Inferring causal relationships has always been one of the main objectives in many fields of study. Examples in today's world include, but are not limited to, inferring potential causes of cancer, the effect of gene manipulation, the cause of immigration and its effect on the economy, and much more.
Specific statistical models, known generically as causal models, have been used to infer such causal relationships from observed data. Extensive research has been conducted on defining, interpreting, and applying causal models, and recently, these models have become a mainstream in statistics and computer science. Today, a very popular method for inferring causal relationships is based on the use of what we call graphical causal models. These apply graphical (Markov) models, which are statistical models over graphs with nodes that are random variables representing the quantities of interest. Edges indicate probabilistic dependence among these variables conditional on some other variables in the
graph, which with some additional assumptions can be interpreted as causal relationships. Graphical models have been extensively used in statistics, probability theory, and machine learning, and are applied in a wide range of areas from genetics to economics.
========================================
* [Your instructions]:
Can you transcribe the passage above on causal models word for word, in full?

* [Raw data]:
========================================
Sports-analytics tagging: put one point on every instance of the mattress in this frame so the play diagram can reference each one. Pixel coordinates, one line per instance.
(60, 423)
========================================
* [Output]:
Inferring causal relationships has always been one of the main objectives in many fields of study. Examples in today's world include, but are not limited to, inferring potential causes of cancer, the effect of gene manipulation, the cause of immigration and its effect on the economy, and much more.
Specific statistical models, known generically as causal models, have been used to infer such causal relationships from observed data. Extensive research has been conducted on defining, interpreting, and applying causal models, and recently, these models have become a mainstream in statistics and computer science. Today, a very popular method for inferring causal relationships is based on the use of what we call graphical causal models. These apply graphical (Markov) models, which are statistical models over graphs with nodes that are random variables representing the quantities of interest. Edges indicate probabilistic dependence among these variables conditional on some other variables in the
graph, which with some additional assumptions can be interpreted as causal relationships. Graphical models have been extensively used in statistics, probability theory, and machine learning, and are applied in a wide range of areas from genetics to economics.